My name is Mark Goodfield. Welcome to The Blunt Bean Counter ™, a blog that shares my thoughts on income taxes, finance and the psychology of money. I am a Chartered Professional Accountant. This blog is meant for everyone, but in particular for high net worth individuals and owners of private corporations. My posts are blunt, opinionated and even have a twist of humour/sarcasm. You've been warned. Please note the blog posts are time sensitive and subject to changes in legislation or law.

Monday, November 12, 2018

Advice for Entrepreneurs - A Case Study of a Failed Restaurant

Just over a year ago, my wife handed me our monthly copy of Toronto Life Magazine. She suggested I read a story “on a guy who started a restaurant”. The article's headline had the intriguing header of, “A Restaurant Ruined My Life”.

The story is a first-hand account by Robert Maxwell of the trials and tribulations of a would-be restaurateur. The piece goes through how he quit his job, bought a restaurant, struggled, had a little success, had personal issues and eventually lost the restaurant. The quick synopsis above does not do the story justice. The actual details make for a fascinating read on many levels. I suggest you consider reading this article. Here is the link.

Data provided:
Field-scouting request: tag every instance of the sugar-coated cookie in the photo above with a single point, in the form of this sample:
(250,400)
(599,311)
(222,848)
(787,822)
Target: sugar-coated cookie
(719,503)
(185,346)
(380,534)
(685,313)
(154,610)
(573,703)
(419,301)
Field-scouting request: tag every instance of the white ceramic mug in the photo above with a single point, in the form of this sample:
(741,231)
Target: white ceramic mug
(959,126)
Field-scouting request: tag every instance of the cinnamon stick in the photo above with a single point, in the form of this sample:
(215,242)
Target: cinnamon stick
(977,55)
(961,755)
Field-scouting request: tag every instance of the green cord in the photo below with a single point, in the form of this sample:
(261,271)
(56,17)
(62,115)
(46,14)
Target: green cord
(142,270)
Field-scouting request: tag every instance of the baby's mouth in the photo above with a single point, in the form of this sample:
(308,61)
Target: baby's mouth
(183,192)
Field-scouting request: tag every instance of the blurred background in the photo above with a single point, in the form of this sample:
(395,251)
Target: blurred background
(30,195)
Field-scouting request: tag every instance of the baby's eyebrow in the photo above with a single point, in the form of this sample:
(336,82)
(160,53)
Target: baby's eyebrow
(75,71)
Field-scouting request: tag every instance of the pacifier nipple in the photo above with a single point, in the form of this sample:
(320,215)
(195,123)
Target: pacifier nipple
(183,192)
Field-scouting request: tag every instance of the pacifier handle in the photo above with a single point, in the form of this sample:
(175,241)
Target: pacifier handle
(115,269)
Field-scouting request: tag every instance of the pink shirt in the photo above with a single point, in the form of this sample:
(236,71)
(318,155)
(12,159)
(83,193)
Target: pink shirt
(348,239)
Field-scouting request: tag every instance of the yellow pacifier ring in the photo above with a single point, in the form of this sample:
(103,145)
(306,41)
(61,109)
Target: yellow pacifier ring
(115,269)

Exercise task 1:
Reproduce the part of the blog post on the failed restaurant word for word, beginning at "The story is" and ending after "is the link.".
Exercise task 2:
Rewrite the entries as a numbered list without blank lines, covering only the line that contains "Field-scouting request: tag every instance of the white" through the last line of the entries.

Exercise response 1:
The story is a first-hand account by Robert Maxwell of the trials and tribulations of a would-be restaurateur. The piece goes through how he quit his job, bought a restaurant, struggled, had a little success, had personal issues and eventually lost the restaurant. The quick synopsis above does not do the story justice. The actual details make for a fascinating read on many levels. I suggest you consider reading this article. Here is the link.

Exercise response 2:
1. Field-scouting request: tag every instance of the white ceramic mug in the photo above with a single point, in the form of this sample:
2. (741,231)
3. Target: white ceramic mug
4. (959,126)
5. Field-scouting request: tag every instance of the cinnamon stick in the photo above with a single point, in the form of this sample:
6. (215,242)
7. Target: cinnamon stick
8. (977,55)
9. (961,755)
10. Field-scouting request: tag every instance of the green cord in the photo below with a single point, in the form of this sample:
11. (261,271)
12. (56,17)
13. (62,115)
14. (46,14)
15. Target: green cord
16. (142,270)
17. Field-scouting request: tag every instance of the baby's mouth in the photo above with a single point, in the form of this sample:
18. (308,61)
19. Target: baby's mouth
20. (183,192)
21. Field-scouting request: tag every instance of the blurred background in the photo above with a single point, in the form of this sample:
22. (395,251)
23. Target: blurred background
24. (30,195)
25. Field-scouting request: tag every instance of the baby's eyebrow in the photo above with a single point, in the form of this sample:
26. (336,82)
27. (160,53)
28. Target: baby's eyebrow
29. (75,71)
30. Field-scouting request: tag every instance of the pacifier nipple in the photo above with a single point, in the form of this sample:
31. (320,215)
32. (195,123)
33. Target: pacifier nipple
34. (183,192)
35. Field-scouting request: tag every instance of the pacifier handle in the photo above with a single point, in the form of this sample:
36. (175,241)
37. Target: pacifier handle
38. (115,269)
39. Field-scouting request: tag every instance of the pink shirt in the photo above with a single point, in the form of this sample:
40. (236,71)
41. (318,155)
42. (12,159)
43. (83,193)
44. Target: pink shirt
45. (348,239)
46. Field-scouting request: tag every instance of the yellow pacifier ring in the photo above with a single point, in the form of this sample:
47. (103,145)
48. (306,41)
49. (61,109)
50. Target: yellow pacifier ring
51. (115,269)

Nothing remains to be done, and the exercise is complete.